---------- VORLIEGENDER TEXT ----------

Bolivienfeature bei Indy:

jino 17.09.2003 - 12:14

El Alto

xxx 17.09.2003 - 23:57
ist eine eigene Stadt und keine Gemeinde im Verwaltungsbezirk La Paz.

¿wen triffst?

chicas 19.09.2003 - 18:54
qasi abgeriegelt ist die stadt nur fuer die einfache bevoelkerung, wer sichs leisten kann, fliegt einfach, das ist fast immer moeglich.
auch heute auf der grossdemonstration ist zwar viel laerm, doch inhaltlich sehr nationalistisch und flach. viele der teilnehmer wissen nicht genau was bei rauskommen soll, oder wie mensch die lage verbessern koennte. "unsere vaeter und grossvaeter haben den anschluss ans meer im chacokrieg verloren, jetzt sind wir dran nicht auch noch das oel zu verlieren" ist eine der hauptparolen. ob mehr ausser ein larmgelegter verkehr bei rauskommt wird sich zeigen...

Wie war das?

----------

* [SCHRIFTLICHE AUFGABE 1]:
Was ist El Alto laut dem Text über Bolivien?
* [SCHRIFTLICHE AUFGABE 2]:
Setze den Text über Bolivien nach seinem letzten Satz fort.
Die Zeilen werden hier nicht gebraucht.

---------- EXTRAHIERTE EINTRÄGE ----------

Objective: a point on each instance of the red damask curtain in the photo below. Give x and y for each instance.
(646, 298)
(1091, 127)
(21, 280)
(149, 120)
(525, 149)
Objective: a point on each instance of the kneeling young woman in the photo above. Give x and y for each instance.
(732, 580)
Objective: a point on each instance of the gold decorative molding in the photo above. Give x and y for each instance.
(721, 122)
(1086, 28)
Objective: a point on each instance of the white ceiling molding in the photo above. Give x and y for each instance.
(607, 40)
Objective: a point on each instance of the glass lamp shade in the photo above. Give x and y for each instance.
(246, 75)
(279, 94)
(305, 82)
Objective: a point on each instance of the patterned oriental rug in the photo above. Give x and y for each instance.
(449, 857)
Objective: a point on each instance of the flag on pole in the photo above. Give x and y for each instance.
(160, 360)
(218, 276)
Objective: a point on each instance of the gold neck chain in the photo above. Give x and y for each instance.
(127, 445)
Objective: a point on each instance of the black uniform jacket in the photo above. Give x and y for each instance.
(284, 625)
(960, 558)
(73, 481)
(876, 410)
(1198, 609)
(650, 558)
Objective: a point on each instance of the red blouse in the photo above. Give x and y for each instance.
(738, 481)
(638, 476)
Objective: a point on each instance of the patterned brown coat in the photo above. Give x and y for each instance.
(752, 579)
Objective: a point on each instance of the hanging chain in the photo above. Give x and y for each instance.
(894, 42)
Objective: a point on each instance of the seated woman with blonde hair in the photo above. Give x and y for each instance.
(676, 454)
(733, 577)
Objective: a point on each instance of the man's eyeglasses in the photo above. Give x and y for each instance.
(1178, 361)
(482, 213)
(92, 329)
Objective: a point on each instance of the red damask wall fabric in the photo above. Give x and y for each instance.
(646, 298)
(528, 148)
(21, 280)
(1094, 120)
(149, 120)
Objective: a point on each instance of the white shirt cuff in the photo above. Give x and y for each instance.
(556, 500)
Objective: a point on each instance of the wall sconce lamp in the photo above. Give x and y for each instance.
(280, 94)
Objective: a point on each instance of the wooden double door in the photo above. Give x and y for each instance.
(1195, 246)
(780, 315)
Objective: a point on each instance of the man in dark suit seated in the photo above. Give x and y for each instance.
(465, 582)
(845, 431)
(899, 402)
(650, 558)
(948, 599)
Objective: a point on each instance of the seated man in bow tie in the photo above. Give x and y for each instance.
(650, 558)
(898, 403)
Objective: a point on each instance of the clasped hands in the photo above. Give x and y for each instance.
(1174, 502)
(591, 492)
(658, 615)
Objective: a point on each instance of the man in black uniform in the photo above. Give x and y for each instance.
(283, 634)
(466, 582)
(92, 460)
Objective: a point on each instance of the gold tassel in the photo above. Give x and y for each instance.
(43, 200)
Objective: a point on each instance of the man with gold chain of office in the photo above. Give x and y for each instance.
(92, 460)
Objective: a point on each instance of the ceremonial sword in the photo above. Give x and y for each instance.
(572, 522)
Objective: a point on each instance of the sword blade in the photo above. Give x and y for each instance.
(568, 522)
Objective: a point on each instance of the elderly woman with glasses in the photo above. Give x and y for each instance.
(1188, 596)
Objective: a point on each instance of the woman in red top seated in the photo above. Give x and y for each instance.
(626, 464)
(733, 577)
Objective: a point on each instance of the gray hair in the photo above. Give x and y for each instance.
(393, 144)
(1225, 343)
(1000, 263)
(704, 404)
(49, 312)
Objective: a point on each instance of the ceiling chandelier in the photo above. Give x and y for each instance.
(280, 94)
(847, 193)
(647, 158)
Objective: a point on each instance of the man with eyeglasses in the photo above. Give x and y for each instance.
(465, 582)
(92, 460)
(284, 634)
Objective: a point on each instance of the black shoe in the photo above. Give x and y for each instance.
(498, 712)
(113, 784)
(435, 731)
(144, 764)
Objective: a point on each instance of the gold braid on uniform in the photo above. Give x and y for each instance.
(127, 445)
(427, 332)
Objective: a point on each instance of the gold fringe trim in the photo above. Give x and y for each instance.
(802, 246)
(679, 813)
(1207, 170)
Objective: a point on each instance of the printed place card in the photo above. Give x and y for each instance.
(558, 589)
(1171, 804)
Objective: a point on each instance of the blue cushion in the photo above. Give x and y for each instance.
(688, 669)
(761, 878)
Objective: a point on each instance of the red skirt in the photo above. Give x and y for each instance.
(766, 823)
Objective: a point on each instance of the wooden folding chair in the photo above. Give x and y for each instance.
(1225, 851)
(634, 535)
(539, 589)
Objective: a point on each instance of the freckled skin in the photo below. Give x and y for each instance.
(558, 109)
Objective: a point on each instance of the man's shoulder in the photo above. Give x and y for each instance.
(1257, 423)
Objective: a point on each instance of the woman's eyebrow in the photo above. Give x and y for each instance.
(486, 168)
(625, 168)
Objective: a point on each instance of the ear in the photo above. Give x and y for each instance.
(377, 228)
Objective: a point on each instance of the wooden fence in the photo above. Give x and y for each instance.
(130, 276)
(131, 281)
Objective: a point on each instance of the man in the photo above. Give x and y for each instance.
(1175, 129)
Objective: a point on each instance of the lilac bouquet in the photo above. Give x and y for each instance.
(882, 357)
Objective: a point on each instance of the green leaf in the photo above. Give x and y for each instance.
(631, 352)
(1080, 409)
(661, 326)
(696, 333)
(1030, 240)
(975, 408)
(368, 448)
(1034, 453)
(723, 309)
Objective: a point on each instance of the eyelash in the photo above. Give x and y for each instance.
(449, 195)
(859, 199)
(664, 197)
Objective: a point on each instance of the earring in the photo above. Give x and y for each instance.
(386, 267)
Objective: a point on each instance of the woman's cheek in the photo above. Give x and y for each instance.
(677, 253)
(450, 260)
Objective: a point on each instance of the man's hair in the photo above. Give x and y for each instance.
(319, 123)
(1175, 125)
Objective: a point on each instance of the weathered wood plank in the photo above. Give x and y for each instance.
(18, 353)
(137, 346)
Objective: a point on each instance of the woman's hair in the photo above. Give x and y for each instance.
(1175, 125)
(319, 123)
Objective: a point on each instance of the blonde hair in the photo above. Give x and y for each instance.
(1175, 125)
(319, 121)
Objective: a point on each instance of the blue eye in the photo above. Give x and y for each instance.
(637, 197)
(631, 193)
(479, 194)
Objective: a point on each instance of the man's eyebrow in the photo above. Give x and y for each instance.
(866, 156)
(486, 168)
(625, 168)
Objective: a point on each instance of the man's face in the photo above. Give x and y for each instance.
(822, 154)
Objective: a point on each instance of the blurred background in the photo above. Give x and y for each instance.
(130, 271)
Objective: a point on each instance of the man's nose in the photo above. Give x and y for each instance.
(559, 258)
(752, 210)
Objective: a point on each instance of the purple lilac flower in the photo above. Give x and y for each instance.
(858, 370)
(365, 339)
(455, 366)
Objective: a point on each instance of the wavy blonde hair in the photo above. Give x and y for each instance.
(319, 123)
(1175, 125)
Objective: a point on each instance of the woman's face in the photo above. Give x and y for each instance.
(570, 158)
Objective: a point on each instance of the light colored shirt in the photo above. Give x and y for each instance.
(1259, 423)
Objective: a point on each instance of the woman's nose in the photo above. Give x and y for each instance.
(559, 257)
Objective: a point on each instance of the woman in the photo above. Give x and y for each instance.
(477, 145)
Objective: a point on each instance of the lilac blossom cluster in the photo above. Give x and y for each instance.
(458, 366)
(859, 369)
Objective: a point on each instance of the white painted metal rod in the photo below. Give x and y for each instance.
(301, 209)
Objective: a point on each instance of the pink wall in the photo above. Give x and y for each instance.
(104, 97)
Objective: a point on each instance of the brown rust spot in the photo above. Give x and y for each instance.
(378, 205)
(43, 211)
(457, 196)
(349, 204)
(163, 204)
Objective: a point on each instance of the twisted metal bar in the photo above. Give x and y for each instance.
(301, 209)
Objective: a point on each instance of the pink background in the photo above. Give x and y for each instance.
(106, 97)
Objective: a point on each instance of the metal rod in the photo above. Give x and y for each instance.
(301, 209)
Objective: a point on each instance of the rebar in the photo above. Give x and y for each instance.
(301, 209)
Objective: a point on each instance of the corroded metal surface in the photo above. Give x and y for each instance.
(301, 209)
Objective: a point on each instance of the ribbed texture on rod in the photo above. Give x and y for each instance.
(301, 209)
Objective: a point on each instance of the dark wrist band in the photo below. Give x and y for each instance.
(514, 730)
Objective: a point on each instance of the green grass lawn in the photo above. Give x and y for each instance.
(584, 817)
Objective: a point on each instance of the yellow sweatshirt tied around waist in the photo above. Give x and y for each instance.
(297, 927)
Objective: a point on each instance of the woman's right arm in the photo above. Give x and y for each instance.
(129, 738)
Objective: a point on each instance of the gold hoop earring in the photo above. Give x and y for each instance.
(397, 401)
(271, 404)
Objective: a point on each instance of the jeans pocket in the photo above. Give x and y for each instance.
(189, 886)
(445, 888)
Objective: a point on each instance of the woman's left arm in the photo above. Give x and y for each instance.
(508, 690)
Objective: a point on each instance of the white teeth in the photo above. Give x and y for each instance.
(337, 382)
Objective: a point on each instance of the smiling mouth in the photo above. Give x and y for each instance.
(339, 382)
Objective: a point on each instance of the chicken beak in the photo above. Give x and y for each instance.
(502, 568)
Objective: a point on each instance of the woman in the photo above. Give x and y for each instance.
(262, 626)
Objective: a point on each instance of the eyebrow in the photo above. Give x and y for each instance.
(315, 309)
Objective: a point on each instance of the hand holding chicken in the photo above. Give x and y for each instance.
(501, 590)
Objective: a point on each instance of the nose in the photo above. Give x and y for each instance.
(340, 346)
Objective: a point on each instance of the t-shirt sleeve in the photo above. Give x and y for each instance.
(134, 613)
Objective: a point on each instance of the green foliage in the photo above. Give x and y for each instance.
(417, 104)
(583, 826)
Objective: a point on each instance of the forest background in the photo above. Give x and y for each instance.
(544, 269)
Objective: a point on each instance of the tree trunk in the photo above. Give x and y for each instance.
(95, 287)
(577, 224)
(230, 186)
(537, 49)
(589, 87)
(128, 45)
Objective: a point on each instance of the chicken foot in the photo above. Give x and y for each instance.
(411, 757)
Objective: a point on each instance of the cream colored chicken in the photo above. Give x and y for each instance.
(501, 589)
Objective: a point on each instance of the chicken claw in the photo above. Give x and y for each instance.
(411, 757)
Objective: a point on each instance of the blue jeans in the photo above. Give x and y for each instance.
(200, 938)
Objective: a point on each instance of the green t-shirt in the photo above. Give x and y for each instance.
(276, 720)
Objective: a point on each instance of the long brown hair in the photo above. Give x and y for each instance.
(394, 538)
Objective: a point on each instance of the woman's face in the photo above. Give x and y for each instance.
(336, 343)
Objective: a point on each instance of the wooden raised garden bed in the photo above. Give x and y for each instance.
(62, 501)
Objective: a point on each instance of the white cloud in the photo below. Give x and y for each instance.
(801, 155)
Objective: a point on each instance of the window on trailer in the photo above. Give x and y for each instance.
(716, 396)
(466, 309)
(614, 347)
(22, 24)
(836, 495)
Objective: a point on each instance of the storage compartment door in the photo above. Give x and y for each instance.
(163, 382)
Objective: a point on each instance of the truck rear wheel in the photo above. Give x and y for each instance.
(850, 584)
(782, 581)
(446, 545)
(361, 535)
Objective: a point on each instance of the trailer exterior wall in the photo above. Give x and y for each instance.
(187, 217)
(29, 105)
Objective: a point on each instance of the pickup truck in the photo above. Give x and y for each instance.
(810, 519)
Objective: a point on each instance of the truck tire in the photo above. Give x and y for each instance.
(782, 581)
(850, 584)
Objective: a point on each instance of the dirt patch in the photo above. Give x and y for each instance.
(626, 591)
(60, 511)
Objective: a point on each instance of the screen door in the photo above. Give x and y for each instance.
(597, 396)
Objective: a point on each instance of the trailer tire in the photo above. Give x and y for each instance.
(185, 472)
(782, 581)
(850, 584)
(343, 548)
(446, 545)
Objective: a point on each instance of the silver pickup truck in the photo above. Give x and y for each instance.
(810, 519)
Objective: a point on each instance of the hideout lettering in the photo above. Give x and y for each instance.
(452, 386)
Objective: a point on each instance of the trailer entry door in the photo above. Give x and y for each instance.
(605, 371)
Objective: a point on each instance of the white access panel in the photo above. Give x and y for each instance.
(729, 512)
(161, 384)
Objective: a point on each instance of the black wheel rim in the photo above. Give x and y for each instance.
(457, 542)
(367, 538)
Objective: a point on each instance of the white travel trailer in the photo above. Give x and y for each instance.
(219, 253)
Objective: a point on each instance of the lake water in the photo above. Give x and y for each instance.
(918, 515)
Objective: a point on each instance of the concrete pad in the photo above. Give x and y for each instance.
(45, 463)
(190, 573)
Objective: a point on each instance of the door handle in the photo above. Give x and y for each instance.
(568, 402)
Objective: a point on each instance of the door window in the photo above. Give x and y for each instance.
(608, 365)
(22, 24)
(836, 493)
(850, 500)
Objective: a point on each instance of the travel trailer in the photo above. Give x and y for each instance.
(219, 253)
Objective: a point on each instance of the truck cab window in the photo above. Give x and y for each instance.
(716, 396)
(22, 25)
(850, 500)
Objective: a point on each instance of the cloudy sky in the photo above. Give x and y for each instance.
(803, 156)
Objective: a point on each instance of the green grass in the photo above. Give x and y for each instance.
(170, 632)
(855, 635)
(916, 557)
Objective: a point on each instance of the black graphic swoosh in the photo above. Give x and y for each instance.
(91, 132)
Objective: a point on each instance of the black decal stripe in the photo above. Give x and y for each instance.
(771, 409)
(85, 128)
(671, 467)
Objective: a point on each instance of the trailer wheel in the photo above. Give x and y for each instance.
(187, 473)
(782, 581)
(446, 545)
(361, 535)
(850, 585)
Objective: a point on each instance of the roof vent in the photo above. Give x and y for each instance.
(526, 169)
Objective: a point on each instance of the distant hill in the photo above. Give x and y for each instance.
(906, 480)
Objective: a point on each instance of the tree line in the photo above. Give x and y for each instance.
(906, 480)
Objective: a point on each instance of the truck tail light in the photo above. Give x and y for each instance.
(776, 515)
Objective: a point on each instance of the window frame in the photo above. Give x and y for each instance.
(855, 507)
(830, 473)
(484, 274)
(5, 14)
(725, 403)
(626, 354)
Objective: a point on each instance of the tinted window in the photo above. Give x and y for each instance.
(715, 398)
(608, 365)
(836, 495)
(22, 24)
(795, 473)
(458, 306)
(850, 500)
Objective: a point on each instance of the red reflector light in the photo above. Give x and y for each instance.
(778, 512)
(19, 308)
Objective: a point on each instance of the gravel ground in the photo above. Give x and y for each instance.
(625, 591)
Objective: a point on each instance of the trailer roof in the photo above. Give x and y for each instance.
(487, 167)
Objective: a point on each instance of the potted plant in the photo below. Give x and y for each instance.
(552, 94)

----------

* [AUSGABE 1]:
Eine eigene Stadt und keine Gemeinde im Verwaltungsbezirk La Paz.

* [AUSGABE 2]:
Florian 09.10.2003 - 04:01
Also wenn "unsere Väter und Grossväter haben den Anschluss ans Meer im Chacokrieg verloren, jetzt sind wir dran nicht auch noch das Öl zu verlieren" tatsächlich eine der Hauptparolen sein sollte bei diesen Demos, wie dies die "chicas" in ihrer Bemerkung vom 19.09.2003 mitteilen, dann würde das ziemlich viel über das Niveau dieser politischen Auseinandersetzung sagen: Bolivien hat seine Küste im Salpeterkrieg an Chile verloren - wie dies Horst in seiner Bemerkung zu den Bildern der Demos (17.09.2003) richtig darlegt. Im Chacokrieg hat Bolivien gegen Paraguay gekämpft und - wie in allen Kriegen, die Bolivien geführt hat - auch verloren.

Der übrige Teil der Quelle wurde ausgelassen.